▶ **Stated task A**
In the interview piece on Zen and tea, during which years was Bruce Ginsberg Chairman of the Buddhist Society Trust?
▶ **Stated task B**
Continue the interview on Zen and tea from its last line.

On the Road with Zen and Tea

The following article/interview and images were published by Alain Elkann Interviews in December 2016. It’s a great read, and interesting to learn Bruce Ginsberg’s perspectives on tea, rooibos, zen & life. I recommend visiting  http://alainelkanninterviews.com to read this article as originally published, for other great content, or to subscribe to the newsletter.

 

On the Road with Zen and Tea

 

Bruce Ginsberg is a South African farmer’s son and a Zen practitioner for 50 years who has immersed himself in Asian cultures and made a life journey through tea. He was Chairman of the Buddhist Society Trust from 1991-2012 and served on the United Nations Association Religious Advisory Committee alongside imams, rabbis, Hindu priests, and Christian bishops and academics in the interfaith field.

 

He runs Dragonfly Tea, a family-owned, British tea company with a hundred year heritage of making artisanal teas.

 

Early Samovar
 
The samovar: a mid-18th century Russian invention  used to boil water for tea.

 

You are the grandson of a tea planter?

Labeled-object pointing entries
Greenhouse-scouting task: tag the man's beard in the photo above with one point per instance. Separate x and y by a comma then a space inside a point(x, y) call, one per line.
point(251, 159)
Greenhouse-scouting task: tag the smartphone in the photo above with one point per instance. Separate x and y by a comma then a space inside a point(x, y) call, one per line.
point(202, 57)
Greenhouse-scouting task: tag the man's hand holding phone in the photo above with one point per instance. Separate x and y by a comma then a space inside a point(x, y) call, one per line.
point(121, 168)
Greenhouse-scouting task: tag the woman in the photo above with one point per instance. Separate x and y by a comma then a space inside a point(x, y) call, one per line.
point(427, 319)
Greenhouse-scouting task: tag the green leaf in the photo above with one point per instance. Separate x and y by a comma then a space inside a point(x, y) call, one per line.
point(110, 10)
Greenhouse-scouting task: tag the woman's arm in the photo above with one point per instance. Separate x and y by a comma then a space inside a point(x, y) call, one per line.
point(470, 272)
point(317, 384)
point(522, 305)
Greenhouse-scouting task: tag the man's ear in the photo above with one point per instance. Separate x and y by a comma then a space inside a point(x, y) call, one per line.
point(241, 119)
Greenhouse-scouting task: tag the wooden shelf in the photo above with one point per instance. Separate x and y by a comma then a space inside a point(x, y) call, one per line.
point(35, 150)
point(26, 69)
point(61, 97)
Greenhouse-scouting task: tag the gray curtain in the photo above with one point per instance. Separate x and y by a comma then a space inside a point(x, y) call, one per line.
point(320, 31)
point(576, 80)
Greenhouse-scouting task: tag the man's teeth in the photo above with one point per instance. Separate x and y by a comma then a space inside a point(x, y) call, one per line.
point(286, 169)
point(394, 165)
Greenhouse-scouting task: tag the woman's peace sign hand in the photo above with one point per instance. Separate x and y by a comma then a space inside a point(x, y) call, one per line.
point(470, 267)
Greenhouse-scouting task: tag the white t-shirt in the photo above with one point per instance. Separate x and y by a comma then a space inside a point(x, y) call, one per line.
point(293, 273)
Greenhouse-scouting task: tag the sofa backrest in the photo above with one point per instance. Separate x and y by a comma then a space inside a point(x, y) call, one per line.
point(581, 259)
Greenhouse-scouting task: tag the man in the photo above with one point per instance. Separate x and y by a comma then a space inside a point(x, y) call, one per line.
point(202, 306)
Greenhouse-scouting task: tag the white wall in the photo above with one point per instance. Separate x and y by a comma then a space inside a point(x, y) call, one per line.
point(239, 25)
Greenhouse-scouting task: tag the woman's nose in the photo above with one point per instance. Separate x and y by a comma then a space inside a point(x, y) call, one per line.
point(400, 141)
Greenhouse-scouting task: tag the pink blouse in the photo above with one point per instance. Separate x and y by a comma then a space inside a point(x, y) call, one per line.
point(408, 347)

▶ **Right answer A**
From 1991 to 2012.

▶ **Right answer B**
In the 19th Century my grandfather lived in Moscow, where he completed his schooling. Tea is very central to Russian life and he lived there with a maternal uncle who worked in the tea trade. He went to South Africa in 1903 and is known as the founder of Rooibos tea.

 

Chinese tea was very popular in Europe. What part did South Africa play in the tea trade?

 

The Cape was the stopping off place of the tea ships from the East. Their ballast was porcelain, and above that was tea. The Portuguese were the first to encounter and introduce tea to Europe in the early 17th century. Tea was in Holland from about the 1640s and by 1662 Samuel Pepys is mentioning drinking fine tea in his diaries. The craze quickly spread and tea became an expensive, fashionable, drawing room drink, as it was in China.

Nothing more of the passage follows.